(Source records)
Segment Open
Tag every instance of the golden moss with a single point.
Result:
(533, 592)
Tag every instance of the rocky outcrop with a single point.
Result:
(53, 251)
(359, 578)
Segment Closed
[ASSIGNED TASK] The lines holding the word "instance" are the answer. Pull them out of the records and copy them.

[OUTPUT]
Tag every instance of the golden moss with a single point.
Tag every instance of the rocky outcrop with a single point.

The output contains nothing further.